Exercise brief: Transcribe the entire listing faithfully; every line must match the original.

'''

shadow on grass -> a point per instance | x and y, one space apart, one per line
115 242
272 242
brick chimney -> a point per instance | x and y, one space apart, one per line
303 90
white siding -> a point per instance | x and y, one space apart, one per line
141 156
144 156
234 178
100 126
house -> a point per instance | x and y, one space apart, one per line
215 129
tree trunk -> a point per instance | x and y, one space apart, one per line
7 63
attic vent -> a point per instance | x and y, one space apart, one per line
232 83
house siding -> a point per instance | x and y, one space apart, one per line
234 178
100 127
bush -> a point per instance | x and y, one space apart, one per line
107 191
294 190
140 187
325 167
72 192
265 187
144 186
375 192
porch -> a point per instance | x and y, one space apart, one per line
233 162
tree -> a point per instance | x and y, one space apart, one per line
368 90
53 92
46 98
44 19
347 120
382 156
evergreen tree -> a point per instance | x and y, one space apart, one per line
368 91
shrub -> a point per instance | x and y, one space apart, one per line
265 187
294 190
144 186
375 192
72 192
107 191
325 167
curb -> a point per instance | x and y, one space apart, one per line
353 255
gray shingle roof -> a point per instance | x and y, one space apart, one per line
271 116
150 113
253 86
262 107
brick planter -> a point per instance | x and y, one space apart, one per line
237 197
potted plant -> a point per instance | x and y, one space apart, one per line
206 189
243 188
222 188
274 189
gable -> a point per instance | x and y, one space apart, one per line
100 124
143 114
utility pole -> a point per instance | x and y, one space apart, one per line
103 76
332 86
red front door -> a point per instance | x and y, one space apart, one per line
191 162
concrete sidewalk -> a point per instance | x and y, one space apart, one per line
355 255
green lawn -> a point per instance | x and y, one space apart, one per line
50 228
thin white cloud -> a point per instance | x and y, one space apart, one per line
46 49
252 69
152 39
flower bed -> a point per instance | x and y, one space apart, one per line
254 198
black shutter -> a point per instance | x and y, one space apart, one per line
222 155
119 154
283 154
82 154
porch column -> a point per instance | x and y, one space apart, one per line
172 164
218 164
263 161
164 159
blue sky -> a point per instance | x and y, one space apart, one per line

'''

Answer to this task:
shadow on grass -> a point per instance | x and y, one space apart, one per line
115 242
272 242
brick chimney -> a point per instance | x and y, one space apart, one per line
303 90
white siding -> a point per instance | x and y, one space apart, one per line
141 156
144 156
234 178
100 126
house -> a point per instance | x and y, one space apart, one per line
215 129
tree trunk -> a point per instance | x and y, one space apart, one per line
7 63
attic vent -> a point per instance | x and y, one space apart, one per line
232 83
house siding -> a point per instance | x and y, one space apart, one per line
234 178
100 127
bush -> a point per instance | x and y, one space apart, one per line
107 191
294 190
140 187
325 167
72 192
265 187
144 186
375 192
porch -> a point per instance | x and y, one space apart, one per line
233 162
tree -> a point per instance | x and y, one space apart, one per line
368 90
53 92
46 98
44 19
347 120
382 156
evergreen tree -> a point per instance | x and y, one space apart, one per line
368 91
shrub -> a point per instance | x and y, one space apart, one per line
265 187
294 190
144 186
375 192
72 192
107 191
325 167
curb -> a point per instance | x and y, one space apart, one per line
353 255
gray shingle roof -> a point per instance | x and y, one space apart, one per line
271 116
150 113
253 86
262 107
brick planter -> a point per instance | x and y, one space apart, one per line
237 197
potted plant -> a point per instance | x and y, one space apart, one per line
206 189
243 188
222 188
274 189
gable -> a point per instance | x and y, one space apart, one per line
100 124
143 114
utility pole -> a point per instance | x and y, one space apart, one per line
103 76
332 86
red front door -> a point per instance | x and y, one space apart, one per line
191 162
concrete sidewalk -> a point per instance | x and y, one space apart, one per line
355 255
green lawn -> a point per instance | x and y, one space apart, one per line
50 228
thin white cloud -> a point per instance | x and y, one space apart, one per line
46 49
252 69
152 39
flower bed -> a point per instance | x and y, one space apart, one per line
254 198
black shutter -> a point per instance | x and y, one space apart, one per line
222 155
119 154
283 154
82 154
porch column -> a point per instance | x and y, one space apart, one per line
172 164
218 164
263 161
164 159
blue sky -> a point per instance | x and y, one space apart, one per line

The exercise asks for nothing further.